Supplied records |
____________________

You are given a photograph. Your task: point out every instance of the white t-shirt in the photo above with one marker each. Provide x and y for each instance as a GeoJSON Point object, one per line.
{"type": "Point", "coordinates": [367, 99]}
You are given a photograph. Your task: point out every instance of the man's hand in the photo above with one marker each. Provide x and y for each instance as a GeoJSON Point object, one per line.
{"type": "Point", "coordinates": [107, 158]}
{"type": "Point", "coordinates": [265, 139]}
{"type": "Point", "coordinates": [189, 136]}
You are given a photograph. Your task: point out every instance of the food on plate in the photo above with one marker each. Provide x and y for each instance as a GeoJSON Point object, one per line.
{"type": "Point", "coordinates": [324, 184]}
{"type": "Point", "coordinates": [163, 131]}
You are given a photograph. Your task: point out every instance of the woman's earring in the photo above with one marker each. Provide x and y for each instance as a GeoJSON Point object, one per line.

____________________

Instructions to follow |
The whole of the material above needs to be copied exactly.

Exercise result |
You are given a photograph. Your task: point out every instance of the white t-shirt in the photo above with one marker each. Provide x and y for each instance as a GeoJSON Point object, one per line.
{"type": "Point", "coordinates": [367, 99]}
You are given a photograph. Your task: point out every instance of the man's hand in the photo above with one marker each. Provide x and y for each instance as a GeoJSON Point object, one per line.
{"type": "Point", "coordinates": [107, 158]}
{"type": "Point", "coordinates": [265, 139]}
{"type": "Point", "coordinates": [189, 136]}
You are given a photograph. Your task: point out every instance of the food on plate in the photo above with one marker each. Provide x and y for each instance as a GeoJSON Point object, one per line.
{"type": "Point", "coordinates": [324, 184]}
{"type": "Point", "coordinates": [163, 131]}
You are given a photograph. Your task: point out every instance of the woman's earring in the photo above with one marker each. Provide x and y for each instance as a GeoJSON Point object, one per line.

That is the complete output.